- [Instrução escrita]:
Converta todas as linhas dos itens a seguir em uma lista JSON de strings, com uma string para cada linha e sem incluir as linhas em branco.

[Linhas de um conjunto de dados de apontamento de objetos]

↓↓↓

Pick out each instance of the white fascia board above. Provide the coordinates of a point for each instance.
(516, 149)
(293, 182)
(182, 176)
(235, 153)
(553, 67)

↑↑↑

- [Resposta]:
[
  "Pick out each instance of the white fascia board above. Provide the coordinates of a point for each instance.",
  "(516, 149)",
  "(293, 182)",
  "(182, 176)",
  "(235, 153)",
  "(553, 67)"
]